**WHAT YOU ARE ASKED TO DO**
Please state how many lines of the data below contain the string "glossy", taking case into account, and give only the number.

[Dataset rows]
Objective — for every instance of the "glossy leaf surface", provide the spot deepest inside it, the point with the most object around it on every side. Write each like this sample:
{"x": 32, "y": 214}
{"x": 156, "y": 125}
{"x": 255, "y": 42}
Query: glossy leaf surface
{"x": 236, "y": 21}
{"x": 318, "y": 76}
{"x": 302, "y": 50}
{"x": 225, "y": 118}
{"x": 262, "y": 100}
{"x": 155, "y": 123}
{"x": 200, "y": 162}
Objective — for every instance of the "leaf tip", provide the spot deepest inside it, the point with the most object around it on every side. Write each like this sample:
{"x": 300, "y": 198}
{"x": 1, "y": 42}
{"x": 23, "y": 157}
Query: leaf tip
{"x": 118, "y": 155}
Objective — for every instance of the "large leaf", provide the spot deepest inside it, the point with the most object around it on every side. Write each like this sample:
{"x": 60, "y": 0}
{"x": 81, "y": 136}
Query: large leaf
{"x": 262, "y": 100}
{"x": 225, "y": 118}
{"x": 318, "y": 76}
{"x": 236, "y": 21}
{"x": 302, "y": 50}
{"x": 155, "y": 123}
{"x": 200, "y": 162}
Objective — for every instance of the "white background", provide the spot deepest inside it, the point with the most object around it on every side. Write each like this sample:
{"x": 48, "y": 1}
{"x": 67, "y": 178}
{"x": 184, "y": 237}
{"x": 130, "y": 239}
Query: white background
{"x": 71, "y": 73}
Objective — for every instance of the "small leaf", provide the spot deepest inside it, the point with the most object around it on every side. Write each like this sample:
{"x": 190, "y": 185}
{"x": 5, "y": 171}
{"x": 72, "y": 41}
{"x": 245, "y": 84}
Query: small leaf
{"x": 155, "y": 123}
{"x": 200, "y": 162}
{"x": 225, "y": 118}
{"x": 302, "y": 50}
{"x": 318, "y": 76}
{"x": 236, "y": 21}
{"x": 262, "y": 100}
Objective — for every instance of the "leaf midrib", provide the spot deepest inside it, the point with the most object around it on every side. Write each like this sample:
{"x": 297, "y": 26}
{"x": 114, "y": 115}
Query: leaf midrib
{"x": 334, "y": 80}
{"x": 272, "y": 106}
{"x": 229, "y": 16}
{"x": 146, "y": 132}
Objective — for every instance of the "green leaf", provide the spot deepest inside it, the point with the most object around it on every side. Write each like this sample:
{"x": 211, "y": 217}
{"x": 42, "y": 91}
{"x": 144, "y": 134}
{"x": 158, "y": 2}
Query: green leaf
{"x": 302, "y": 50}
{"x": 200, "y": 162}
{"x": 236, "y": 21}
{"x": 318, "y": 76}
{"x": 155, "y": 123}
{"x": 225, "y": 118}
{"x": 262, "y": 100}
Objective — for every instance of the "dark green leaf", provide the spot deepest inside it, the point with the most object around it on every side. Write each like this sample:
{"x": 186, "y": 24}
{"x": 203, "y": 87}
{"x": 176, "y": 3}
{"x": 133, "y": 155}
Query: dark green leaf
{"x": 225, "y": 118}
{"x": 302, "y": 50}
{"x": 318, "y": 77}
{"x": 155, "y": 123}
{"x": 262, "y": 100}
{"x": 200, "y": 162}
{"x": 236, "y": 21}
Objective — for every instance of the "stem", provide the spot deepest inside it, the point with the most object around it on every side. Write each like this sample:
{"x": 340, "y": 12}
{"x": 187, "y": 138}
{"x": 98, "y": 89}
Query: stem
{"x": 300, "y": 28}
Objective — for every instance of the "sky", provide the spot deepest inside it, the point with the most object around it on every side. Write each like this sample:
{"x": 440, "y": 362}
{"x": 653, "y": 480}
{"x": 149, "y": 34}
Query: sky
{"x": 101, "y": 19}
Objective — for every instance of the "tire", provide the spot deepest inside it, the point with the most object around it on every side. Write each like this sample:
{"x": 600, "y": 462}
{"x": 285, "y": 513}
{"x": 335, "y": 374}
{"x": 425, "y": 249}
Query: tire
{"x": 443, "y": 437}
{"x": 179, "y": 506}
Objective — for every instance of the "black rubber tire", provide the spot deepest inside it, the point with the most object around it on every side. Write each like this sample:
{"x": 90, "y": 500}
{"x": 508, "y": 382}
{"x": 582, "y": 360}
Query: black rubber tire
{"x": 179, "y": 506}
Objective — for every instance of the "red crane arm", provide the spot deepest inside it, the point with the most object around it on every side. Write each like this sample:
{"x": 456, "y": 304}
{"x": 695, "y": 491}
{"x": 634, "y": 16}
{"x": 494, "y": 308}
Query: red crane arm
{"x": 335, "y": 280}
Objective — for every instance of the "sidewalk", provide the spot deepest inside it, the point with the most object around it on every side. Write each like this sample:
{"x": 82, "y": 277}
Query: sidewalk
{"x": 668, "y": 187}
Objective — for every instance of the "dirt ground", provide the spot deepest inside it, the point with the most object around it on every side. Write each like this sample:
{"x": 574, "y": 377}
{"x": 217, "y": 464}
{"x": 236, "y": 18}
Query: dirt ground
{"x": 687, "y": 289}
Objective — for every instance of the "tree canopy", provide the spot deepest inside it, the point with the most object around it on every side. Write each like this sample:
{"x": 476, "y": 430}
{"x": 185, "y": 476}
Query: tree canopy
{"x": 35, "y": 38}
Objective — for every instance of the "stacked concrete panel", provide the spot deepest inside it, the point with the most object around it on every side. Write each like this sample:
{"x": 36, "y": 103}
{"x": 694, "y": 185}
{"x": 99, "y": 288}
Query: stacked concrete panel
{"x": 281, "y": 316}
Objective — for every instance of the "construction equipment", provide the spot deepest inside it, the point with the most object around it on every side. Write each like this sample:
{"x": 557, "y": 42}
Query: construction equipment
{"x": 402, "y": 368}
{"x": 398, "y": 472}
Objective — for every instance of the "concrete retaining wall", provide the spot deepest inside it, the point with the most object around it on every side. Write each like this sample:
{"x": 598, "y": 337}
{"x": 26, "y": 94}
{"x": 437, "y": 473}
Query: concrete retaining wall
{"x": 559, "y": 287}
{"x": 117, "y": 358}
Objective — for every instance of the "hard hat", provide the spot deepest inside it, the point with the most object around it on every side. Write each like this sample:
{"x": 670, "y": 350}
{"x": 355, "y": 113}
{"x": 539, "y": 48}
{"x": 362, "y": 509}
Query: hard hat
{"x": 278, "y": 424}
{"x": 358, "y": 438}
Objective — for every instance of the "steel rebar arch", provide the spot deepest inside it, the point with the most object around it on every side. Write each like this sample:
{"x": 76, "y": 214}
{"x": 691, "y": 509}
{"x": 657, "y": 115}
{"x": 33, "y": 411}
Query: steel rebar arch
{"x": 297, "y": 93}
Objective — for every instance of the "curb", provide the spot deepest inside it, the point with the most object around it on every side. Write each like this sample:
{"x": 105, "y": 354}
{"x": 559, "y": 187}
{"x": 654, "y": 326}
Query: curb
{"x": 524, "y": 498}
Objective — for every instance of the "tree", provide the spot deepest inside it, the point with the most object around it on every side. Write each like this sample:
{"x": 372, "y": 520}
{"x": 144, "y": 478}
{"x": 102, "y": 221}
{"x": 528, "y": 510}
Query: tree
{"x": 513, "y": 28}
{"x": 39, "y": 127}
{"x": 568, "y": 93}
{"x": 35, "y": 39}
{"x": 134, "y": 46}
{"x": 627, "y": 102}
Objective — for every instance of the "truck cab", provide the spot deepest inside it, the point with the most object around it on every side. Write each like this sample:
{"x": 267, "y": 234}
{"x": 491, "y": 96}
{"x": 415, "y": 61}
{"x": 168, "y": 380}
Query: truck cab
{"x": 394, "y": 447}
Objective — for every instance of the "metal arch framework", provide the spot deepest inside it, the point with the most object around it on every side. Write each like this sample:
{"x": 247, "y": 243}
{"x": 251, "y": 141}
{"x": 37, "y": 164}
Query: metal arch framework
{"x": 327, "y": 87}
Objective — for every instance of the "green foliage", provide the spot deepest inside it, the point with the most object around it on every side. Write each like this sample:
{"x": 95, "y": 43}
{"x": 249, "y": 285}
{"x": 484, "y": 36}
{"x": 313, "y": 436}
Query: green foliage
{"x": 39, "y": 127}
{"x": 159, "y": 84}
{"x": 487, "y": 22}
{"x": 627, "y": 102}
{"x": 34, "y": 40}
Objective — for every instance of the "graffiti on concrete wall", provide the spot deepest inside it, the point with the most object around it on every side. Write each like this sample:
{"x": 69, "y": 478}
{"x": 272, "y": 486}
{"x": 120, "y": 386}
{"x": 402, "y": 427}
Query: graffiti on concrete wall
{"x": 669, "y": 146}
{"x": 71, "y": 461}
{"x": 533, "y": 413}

**THE OUTPUT**
2